◆ PASSAGE ◆
----------------

Volume I, Issue 1: November 2008

UCI's faithful steward

by Kathryn Bold, University Communications

Sam McCulloch
Susan Menning / University Communications
Longtime campus leader Sam McCulloch has moderated University Club Forum for 27 years.

For Sam McCulloch, it’s a favorite Friday ritual. In the morning he heads out the front door of his Newport Beach home, pausing at a sign reminding him what he’ll need for his outing: jacket, keys, cap. Check. He’s 92 years old and he’s headed to UC Irvine, the campus he first laid eyes on more than four decades ago when it was little more than rolling cow pastures. Both the campus and the man have changed with the years, each shaping the other.

“When I came here, there was just one tree and one building,” says McCulloch, first dean of humanities and professor emeritus of history. “I knew UCI from nothing.”

As new faculty members, we were trying to be innovators - and we got away with it.

----------------

◆ ENTRIES SUPPLIED ◆
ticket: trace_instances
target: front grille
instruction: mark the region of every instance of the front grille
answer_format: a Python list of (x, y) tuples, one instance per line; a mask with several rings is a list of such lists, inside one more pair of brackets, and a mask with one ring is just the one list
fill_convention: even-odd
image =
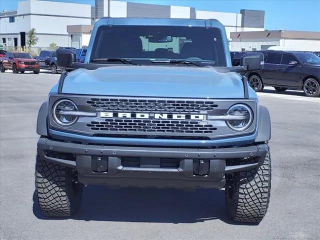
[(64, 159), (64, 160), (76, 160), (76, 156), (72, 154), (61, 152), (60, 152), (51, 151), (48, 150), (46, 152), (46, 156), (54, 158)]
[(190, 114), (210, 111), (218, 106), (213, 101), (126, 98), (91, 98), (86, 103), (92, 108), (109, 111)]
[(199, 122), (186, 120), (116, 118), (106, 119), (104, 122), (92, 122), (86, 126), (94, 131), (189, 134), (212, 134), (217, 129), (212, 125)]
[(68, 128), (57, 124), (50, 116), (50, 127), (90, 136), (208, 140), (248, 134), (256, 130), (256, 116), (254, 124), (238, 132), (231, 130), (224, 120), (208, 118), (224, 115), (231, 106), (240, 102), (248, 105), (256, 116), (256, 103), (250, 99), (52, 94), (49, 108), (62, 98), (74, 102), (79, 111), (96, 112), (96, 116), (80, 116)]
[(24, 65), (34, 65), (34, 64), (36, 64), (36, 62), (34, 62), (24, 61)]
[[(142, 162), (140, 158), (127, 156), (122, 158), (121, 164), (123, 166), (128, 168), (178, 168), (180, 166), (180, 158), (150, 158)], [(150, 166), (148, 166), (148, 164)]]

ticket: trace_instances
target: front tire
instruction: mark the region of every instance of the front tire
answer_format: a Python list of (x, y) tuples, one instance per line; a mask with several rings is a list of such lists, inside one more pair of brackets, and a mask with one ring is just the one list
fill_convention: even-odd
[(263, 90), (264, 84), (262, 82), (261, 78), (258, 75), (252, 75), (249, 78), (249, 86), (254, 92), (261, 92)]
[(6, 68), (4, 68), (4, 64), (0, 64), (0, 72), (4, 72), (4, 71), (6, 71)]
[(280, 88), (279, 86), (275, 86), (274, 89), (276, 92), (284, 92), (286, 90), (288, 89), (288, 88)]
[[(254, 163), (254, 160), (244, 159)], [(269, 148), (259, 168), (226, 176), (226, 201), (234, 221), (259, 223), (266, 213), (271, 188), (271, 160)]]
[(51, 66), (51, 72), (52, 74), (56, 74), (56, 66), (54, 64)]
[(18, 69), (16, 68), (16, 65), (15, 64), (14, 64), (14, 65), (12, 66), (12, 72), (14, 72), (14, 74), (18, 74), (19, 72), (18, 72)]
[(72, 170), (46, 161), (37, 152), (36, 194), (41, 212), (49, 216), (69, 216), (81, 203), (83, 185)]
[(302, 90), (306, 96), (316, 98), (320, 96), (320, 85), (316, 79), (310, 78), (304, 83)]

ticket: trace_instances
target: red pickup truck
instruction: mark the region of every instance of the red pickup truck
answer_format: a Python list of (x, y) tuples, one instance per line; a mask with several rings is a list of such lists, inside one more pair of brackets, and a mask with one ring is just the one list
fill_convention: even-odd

----------------

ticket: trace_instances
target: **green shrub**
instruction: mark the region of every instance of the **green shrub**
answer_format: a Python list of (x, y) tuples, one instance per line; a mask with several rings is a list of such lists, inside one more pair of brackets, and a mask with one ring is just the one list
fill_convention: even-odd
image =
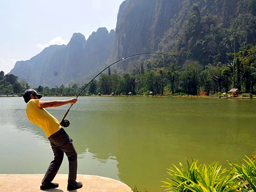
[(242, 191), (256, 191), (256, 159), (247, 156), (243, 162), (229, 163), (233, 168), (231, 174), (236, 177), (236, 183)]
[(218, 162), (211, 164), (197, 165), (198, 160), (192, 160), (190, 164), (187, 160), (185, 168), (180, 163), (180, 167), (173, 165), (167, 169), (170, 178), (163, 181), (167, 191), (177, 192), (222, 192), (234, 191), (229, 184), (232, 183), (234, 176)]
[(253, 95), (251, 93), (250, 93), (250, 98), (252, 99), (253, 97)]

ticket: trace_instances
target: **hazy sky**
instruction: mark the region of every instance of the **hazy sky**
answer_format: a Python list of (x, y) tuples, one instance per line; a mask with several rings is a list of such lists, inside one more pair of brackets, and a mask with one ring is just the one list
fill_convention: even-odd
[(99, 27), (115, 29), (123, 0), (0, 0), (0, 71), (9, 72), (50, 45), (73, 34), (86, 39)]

----------------

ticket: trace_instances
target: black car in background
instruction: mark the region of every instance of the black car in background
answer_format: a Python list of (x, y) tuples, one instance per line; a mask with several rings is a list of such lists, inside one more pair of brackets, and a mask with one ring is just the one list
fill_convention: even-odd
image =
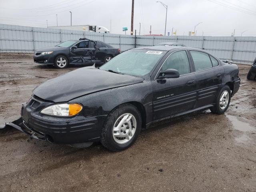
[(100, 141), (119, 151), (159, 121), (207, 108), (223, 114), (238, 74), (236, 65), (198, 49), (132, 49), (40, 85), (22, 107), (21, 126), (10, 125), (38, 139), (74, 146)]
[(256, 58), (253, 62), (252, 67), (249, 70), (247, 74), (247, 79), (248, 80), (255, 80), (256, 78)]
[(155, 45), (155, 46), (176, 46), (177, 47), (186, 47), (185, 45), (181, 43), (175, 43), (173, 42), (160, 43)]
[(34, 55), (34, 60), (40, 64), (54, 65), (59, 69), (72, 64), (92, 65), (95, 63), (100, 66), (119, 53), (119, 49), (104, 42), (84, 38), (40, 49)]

----------------

◆ WHAT THIS EXERCISE ASKS ◆
a. Can you return the passage from the Sam McCulloch profile between "UCI's faithful steward" and "away with it.", inclusive?
b. Can you continue the Sam McCulloch profile from where it stops?

◆ RESPONSES ◆
a.
UCI's faithful steward

by Kathryn Bold, University Communications

Sam McCulloch
Susan Menning / University Communications
Longtime campus leader Sam McCulloch has moderated University Club Forum for 27 years.

For Sam McCulloch, it’s a favorite Friday ritual. In the morning he heads out the front door of his Newport Beach home, pausing at a sign reminding him what he’ll need for his outing: jacket, keys, cap. Check. He’s 92 years old and he’s headed to UC Irvine, the campus he first laid eyes on more than four decades ago when it was little more than rolling cow pastures. Both the campus and the man have changed with the years, each shaping the other.

“When I came here, there was just one tree and one building,” says McCulloch, first dean of humanities and professor emeritus of history. “I knew UCI from nothing.”

As new faculty members, we were trying to be innovators - and we got away with it.

b.
His weekly pilgrimage includes lunching with his wife, Sally, at the University Club, where the library bears his name. Sometimes he strolls the campus to admire the “good-looking” new buildings and keep tabs on UCI’s progress – though he downplays his own role in its rapid rise to a top research university.

“An Aussie doesn’t boast,” says McCulloch, with a lingering accent from his native Australia. Yet he’s proud to say he’s “the oldest living faculty member to put his foot on the ground – in January 1964.” He was appointed by the regents in December 1963 after serving as dean of the college at San Francisco State University.

He soon became the unofficial campus historian, collecting records and correspondence from chancellors, regents, deans and others, including his longtime friend Chancellor Emeritus Jack Peltason. He interviewed more than 100 key campus figures – among them, three talks with founding chancellor Daniel Aldrich – and produced a 1996 book on UCI’s early years, Instant University. He recently donated his papers to UCI Special Collections and Archives.

“UCI was unique from day one,” McCulloch says. “As new faculty members, we were trying to be innovators – and we got away with it.”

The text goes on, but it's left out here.